Rewrite the records below, changing "pitched roof" to "gabled roof" and leaving everything else as it is.

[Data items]
↓↓↓

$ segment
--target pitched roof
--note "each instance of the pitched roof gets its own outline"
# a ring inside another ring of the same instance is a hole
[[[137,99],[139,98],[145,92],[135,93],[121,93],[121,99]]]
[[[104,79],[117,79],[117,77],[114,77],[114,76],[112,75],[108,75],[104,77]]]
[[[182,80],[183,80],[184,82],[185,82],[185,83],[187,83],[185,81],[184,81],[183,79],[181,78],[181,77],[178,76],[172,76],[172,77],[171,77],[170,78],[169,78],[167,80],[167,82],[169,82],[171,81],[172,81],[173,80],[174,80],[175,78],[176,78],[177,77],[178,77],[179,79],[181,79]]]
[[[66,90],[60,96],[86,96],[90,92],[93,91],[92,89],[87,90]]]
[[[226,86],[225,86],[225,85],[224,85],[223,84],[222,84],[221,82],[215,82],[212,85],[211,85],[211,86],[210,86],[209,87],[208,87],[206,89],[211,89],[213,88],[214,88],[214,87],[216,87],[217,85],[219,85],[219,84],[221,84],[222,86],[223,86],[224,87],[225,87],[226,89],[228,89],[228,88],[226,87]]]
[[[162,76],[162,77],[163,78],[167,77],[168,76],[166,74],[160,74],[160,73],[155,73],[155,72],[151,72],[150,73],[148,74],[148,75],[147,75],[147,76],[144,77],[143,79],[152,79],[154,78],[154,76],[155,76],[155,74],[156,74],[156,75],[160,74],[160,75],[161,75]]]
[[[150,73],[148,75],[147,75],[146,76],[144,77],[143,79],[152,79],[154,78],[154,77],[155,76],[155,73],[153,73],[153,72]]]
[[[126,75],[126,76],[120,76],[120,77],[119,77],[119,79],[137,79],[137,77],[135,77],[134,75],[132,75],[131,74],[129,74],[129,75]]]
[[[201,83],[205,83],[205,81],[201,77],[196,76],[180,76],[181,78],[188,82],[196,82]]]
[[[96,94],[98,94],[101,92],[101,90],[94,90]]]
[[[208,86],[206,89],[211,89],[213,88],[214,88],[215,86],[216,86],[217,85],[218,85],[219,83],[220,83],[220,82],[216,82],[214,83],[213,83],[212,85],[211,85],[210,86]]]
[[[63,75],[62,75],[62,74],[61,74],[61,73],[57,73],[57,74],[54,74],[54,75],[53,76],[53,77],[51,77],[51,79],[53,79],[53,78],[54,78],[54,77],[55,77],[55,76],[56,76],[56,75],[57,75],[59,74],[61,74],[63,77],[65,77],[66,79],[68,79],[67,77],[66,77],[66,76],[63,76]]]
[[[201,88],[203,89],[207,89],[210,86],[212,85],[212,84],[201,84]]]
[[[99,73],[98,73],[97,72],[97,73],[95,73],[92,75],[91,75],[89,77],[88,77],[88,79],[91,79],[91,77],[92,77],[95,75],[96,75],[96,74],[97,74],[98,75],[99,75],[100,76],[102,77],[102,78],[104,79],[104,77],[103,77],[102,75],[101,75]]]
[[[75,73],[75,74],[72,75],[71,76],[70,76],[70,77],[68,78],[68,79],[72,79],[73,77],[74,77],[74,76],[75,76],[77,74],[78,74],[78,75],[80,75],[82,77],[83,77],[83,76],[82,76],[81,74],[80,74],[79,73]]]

↑↑↑

- [Output of the task]:
$ segment
--target gabled roof
--note "each instance of the gabled roof gets its own outline"
# a ring inside another ring of the same instance is a hole
[[[137,99],[139,98],[145,92],[135,93],[121,93],[121,99]]]
[[[104,79],[117,79],[117,77],[114,77],[114,76],[112,75],[108,75],[104,77]]]
[[[182,80],[183,80],[184,82],[185,82],[185,83],[187,83],[185,81],[184,81],[183,79],[181,78],[181,77],[178,76],[172,76],[172,77],[171,77],[170,78],[169,78],[167,80],[167,82],[169,82],[171,81],[172,81],[173,80],[174,80],[175,78],[176,78],[177,77],[178,77],[179,79],[181,79]]]
[[[66,90],[60,96],[86,96],[90,92],[93,91],[92,89],[87,90]]]
[[[226,86],[225,86],[225,85],[224,85],[223,84],[222,84],[221,82],[215,82],[212,85],[211,85],[211,86],[210,86],[209,87],[208,87],[206,89],[211,89],[213,88],[214,88],[214,87],[216,87],[217,85],[219,85],[219,84],[221,84],[222,86],[223,86],[224,87],[225,87],[226,89],[228,89],[228,88],[226,87]]]
[[[162,76],[162,77],[163,78],[167,77],[168,76],[166,74],[160,74],[160,73],[155,73],[155,72],[151,72],[150,73],[148,74],[148,75],[147,75],[147,76],[144,77],[143,79],[152,79],[154,78],[154,76],[155,76],[155,74],[156,74],[156,75],[160,74],[160,75],[161,75]]]
[[[150,73],[148,75],[147,75],[146,76],[144,77],[143,79],[152,79],[154,78],[154,77],[155,76],[155,73],[153,73],[153,72]]]
[[[126,75],[126,76],[120,76],[120,77],[119,77],[119,79],[137,79],[137,77],[135,77],[134,75],[132,75],[131,74],[129,74],[129,75]]]
[[[201,83],[205,83],[205,81],[201,77],[196,76],[180,76],[181,78],[188,82],[196,82]]]
[[[96,94],[98,94],[101,92],[101,90],[94,90]]]
[[[208,86],[206,89],[211,89],[213,88],[214,88],[215,86],[216,86],[217,85],[218,85],[219,83],[220,83],[220,82],[216,82],[214,83],[213,83],[212,85],[211,85],[210,86]]]
[[[63,75],[62,75],[62,74],[61,74],[61,73],[57,73],[57,74],[54,74],[54,75],[53,76],[53,77],[51,77],[51,79],[53,79],[53,78],[54,78],[54,77],[55,77],[55,76],[56,76],[56,75],[57,75],[59,74],[61,74],[63,77],[65,77],[66,79],[68,79],[67,77],[66,77],[66,76],[63,76]]]
[[[201,88],[203,89],[207,89],[210,86],[212,85],[212,84],[201,84]]]
[[[99,73],[98,73],[97,72],[97,73],[95,73],[92,75],[91,75],[89,77],[88,77],[88,79],[91,79],[91,77],[92,77],[95,75],[96,75],[96,74],[97,74],[98,75],[99,75],[100,76],[102,77],[102,78],[104,79],[104,77],[103,77],[102,75],[101,75]]]
[[[75,73],[75,74],[72,75],[71,76],[70,76],[70,77],[68,78],[68,79],[72,79],[73,77],[74,77],[74,76],[75,76],[77,74],[78,74],[78,75],[80,75],[82,77],[83,77],[83,76],[82,76],[81,74],[80,74],[79,73]]]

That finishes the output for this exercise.